§ SET TASK
Provide the records once more, identical to the original.

(Extracted records)
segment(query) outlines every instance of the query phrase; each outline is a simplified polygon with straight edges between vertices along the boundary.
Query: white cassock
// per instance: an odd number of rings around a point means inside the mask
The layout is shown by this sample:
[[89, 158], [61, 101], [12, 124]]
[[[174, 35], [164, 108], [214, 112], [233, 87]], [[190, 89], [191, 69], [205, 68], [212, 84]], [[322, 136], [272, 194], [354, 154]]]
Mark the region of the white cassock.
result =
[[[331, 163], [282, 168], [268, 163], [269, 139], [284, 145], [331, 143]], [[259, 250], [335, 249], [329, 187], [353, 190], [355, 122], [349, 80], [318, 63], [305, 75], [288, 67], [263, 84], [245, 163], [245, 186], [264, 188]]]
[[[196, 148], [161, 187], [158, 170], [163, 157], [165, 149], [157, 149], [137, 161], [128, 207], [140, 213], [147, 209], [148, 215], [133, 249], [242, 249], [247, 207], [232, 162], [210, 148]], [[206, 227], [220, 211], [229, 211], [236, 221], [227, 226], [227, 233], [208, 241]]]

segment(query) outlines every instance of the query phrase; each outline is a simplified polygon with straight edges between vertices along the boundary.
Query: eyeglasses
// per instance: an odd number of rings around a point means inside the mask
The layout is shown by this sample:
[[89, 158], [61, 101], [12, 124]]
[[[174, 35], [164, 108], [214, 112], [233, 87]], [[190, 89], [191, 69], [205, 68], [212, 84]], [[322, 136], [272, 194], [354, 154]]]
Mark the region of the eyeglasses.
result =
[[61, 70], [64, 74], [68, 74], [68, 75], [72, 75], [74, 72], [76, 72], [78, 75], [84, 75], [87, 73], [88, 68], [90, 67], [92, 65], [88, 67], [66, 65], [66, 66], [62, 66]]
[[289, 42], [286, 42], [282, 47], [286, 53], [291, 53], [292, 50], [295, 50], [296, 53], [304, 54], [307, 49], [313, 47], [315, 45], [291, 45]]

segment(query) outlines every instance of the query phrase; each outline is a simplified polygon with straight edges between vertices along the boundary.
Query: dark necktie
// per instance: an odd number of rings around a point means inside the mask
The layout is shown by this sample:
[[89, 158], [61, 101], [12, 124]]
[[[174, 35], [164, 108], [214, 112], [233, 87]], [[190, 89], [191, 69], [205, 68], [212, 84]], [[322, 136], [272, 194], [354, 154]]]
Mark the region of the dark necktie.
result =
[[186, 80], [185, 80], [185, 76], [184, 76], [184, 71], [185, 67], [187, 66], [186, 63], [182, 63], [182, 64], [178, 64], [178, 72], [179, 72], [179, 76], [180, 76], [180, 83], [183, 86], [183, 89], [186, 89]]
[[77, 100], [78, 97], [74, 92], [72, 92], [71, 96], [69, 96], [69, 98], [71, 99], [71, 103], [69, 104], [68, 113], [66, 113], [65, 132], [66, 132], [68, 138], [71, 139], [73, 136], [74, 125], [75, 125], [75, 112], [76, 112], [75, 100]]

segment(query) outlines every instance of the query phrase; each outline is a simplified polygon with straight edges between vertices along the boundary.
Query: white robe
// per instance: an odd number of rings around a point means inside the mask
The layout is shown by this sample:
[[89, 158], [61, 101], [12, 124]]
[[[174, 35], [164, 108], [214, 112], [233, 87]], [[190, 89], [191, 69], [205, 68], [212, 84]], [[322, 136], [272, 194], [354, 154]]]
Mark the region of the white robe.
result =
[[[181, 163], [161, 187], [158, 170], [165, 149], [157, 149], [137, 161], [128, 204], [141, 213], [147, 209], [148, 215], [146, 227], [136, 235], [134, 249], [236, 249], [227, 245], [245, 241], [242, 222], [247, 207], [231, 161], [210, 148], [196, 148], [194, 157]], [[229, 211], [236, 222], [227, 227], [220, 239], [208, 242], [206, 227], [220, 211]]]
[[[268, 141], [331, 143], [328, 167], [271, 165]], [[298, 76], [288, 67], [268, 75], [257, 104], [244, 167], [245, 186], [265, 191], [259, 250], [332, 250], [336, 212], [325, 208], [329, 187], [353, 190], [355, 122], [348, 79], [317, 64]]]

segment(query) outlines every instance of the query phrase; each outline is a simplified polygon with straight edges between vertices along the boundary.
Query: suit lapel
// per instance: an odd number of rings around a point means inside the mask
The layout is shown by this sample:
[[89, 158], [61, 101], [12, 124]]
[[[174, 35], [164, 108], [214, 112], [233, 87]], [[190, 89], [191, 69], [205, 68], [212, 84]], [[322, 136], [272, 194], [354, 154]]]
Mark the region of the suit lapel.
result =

§ WRITTEN SOLUTION
segment(query) outlines every instance of the query phrase; each outline is a simplified polygon with straight edges between vertices along the boundary.
Query: white cassock
// per instance: an odd number of rings around a point means inside the mask
The layout is shown by this sample:
[[89, 158], [61, 101], [12, 124]]
[[[174, 35], [164, 108], [214, 112], [233, 87]], [[190, 89], [191, 69], [205, 68], [212, 84]], [[322, 136], [272, 194], [354, 154]]]
Mark the region of the white cassock.
result =
[[[331, 163], [282, 168], [268, 163], [269, 139], [284, 145], [331, 143]], [[259, 250], [335, 249], [329, 187], [353, 190], [355, 122], [349, 80], [318, 63], [305, 75], [288, 67], [263, 84], [245, 163], [245, 186], [264, 188]]]
[[[196, 148], [161, 187], [158, 170], [163, 157], [165, 149], [157, 149], [137, 161], [128, 207], [140, 213], [147, 209], [148, 215], [133, 249], [242, 249], [247, 207], [232, 162], [210, 148]], [[206, 227], [220, 211], [229, 211], [236, 221], [227, 226], [227, 233], [208, 241]]]

segment(query) outlines every instance of the query phrase; each outline is a simplified polygon with straight edges between vertices along the boundary.
Query: eyeglasses
// per instance: an odd number of rings around a point means inside the mask
The layout is shown by this sample:
[[89, 158], [61, 101], [12, 124]]
[[[174, 35], [164, 108], [214, 112], [233, 87]], [[190, 89], [191, 69], [205, 68], [212, 84]], [[322, 136], [272, 194], [354, 154]]]
Mark the region of the eyeglasses.
result =
[[61, 70], [64, 74], [68, 74], [68, 75], [72, 75], [74, 72], [76, 72], [78, 75], [84, 75], [87, 73], [88, 68], [90, 67], [92, 65], [88, 67], [66, 65], [66, 66], [62, 66]]
[[289, 42], [286, 42], [282, 47], [286, 53], [291, 53], [292, 50], [295, 50], [296, 53], [304, 54], [307, 49], [313, 47], [315, 45], [291, 45]]

segment(query) outlines every instance of the query phrase; each outline is a simplified polygon with straight edges between vertices along the boundary.
Query: dark necktie
// per instance: an odd number of rings around a point means inside the mask
The layout is shown by this sample:
[[89, 158], [61, 101], [12, 124]]
[[[174, 35], [164, 108], [214, 112], [233, 87]], [[190, 89], [191, 69], [205, 68], [212, 84]], [[322, 136], [272, 194], [354, 154]]]
Mark the region of the dark necktie.
result =
[[186, 80], [185, 80], [185, 76], [184, 76], [184, 71], [185, 67], [187, 66], [186, 63], [182, 63], [182, 64], [178, 64], [178, 72], [179, 72], [179, 76], [180, 76], [180, 83], [183, 86], [183, 89], [186, 89]]
[[77, 100], [78, 97], [74, 92], [72, 92], [71, 96], [69, 96], [69, 98], [71, 99], [71, 103], [69, 104], [68, 113], [66, 113], [65, 132], [66, 132], [68, 138], [71, 139], [73, 136], [74, 125], [75, 125], [75, 112], [76, 112], [75, 100]]

segment(query) outlines every instance of the query phrase; each outline is a simplified polygon with straight edges between vertices along the boundary.
Query: white robe
// per instance: an odd number of rings around a point means inside the mask
The layout is shown by this sample:
[[89, 158], [61, 101], [12, 124]]
[[[174, 35], [164, 108], [214, 112], [233, 87]], [[190, 89], [191, 69], [205, 68], [212, 84]], [[322, 136], [272, 194], [354, 154]]]
Mark the region of the white robe.
result =
[[[181, 163], [161, 187], [158, 170], [165, 149], [157, 149], [137, 161], [128, 204], [141, 213], [147, 209], [148, 215], [146, 227], [136, 235], [134, 249], [236, 249], [227, 245], [245, 241], [242, 222], [247, 207], [231, 161], [210, 148], [196, 148], [194, 157]], [[229, 211], [236, 222], [227, 227], [220, 239], [208, 242], [206, 227], [220, 211]]]
[[[268, 141], [331, 143], [328, 167], [271, 165]], [[298, 76], [288, 67], [268, 75], [257, 104], [244, 167], [245, 186], [265, 191], [259, 250], [332, 250], [336, 212], [325, 208], [329, 187], [353, 190], [355, 122], [348, 79], [317, 64]]]

segment(query) outlines every instance of the query phrase; each outline is a simplified polygon with straight edges between vertices along the boundary.
Query: suit lapel
// per instance: an odd number of rings around a point means inside the mask
The layout is shown by this sample:
[[89, 158], [61, 101], [12, 124]]
[[[174, 35], [164, 108], [214, 112], [233, 87]], [[190, 89], [191, 69], [205, 68], [212, 84]], [[322, 136], [272, 194], [354, 154]]]
Mark the region of the suit lapel.
result =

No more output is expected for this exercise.